## Source passage
One of the ways we designed this to fit into the neighborhood better was by having a pitched roof with a dormer 5th floor instead of having a five-story building. This is simultaneously a reaction to the requirements based on the zoning code, and it was also a way to be more contextual with Buckman with the single-family residential buildings that are around there.
At first it seems kind of ridiculous to say that a five-story building can at all be contextual with a single family house, but it actually does when you think about this: It’s the language of dormering. What this is doing is creating [...] breaking down the scale of the building instead of eroding it. Now when you look at those buildings that are now done across the street; those are six-story buildings straight out to the lot line, maximizing every single square foot you could possibly do. And they're also pretty much odes to the zoning code in terms of the design overlay. They’re doing exactly verbatim what the planners are allowing you to do in order to maximize your site.
PDX: They’re following the path of least resistance?
S: “Path of least resistance,” exactly. They use the materials and the language of the path of least resistance. We try to avoid doing that and working within constraints, for sure, but also create -- doing something way beyond but also leaving opportunity for some kind of creative expression too, and doing something that we can be proud of. We’re trying to make a city that we want to live in and trying to design a future that we want to live in.
PDX: Now this building is something that we find particularly interesting because it is a mid-block space, and when it comes to new infill It seems like there are a lot more opportunities for mid-block development than there are for corner spaces in Portland. What do you think were the most challenging pieces of this mid-block development, or for these spaces just in general?
S: Construction-wise it was a very challenging site. There was, and still is a vacant lot next door which the contractor was able to rent out, but there was almost no staging area. Much of the property line walls are within a foot or two of the property line. That makes for construction challenges. There was also nowhere to deal with stormwater, so we had to implement a dry well onto the building, which is doable. These are all things we can manage. Utilities also were very challenging with street trees and utilities coming all off of Ankeny St. There was only a very narrow window where we could-- we had to maintain the existing street trees for the urban forester and then we also had to bring in water, sprinkler, gas lines, sewer lines, all that.
S: And a driveway. It was a very, very tight squeeze to get everything in, but we had a really good contractor.
S: Architecturally the primary challenge is getting daylight into the interior units, and especially on a 200-foot long building there are a lot of interior units. So you can see that we built near the property line at the middle and the ends, and then left these half light wells where we set the building back 5 feet in order to provide daylight to those windows. Which also helped break down the scale of what would be a long bar of a building.

## Exercise 1
Reproduce word for word the part of the interview on the Buckman building between "At first it" and "of least resistance?", inclusive.
## Exercise 2
In the interview on the Buckman building, why did the design leave half light wells where the building is set back 5 feet? Answer in one to three sentences.
The material after this point is separate from the interview on the Buckman building.

## Recorded data
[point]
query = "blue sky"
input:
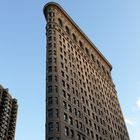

## Exercise solution 1
At first it seems kind of ridiculous to say that a five-story building can at all be contextual with a single family house, but it actually does when you think about this: It’s the language of dormering. What this is doing is creating [...] breaking down the scale of the building instead of eroding it. Now when you look at those buildings that are now done across the street; those are six-story buildings straight out to the lot line, maximizing every single square foot you could possibly do. And they're also pretty much odes to the zoning code in terms of the design overlay. They’re doing exactly verbatim what the planners are allowing you to do in order to maximize your site.
PDX: They’re following the path of least resistance?

## Exercise solution 2
The building was set back 5 feet at those half light wells to provide daylight to the windows of the interior units, which are numerous on a 200-foot-long building. The setbacks also helped break down the scale of what would otherwise be a long bar of a building.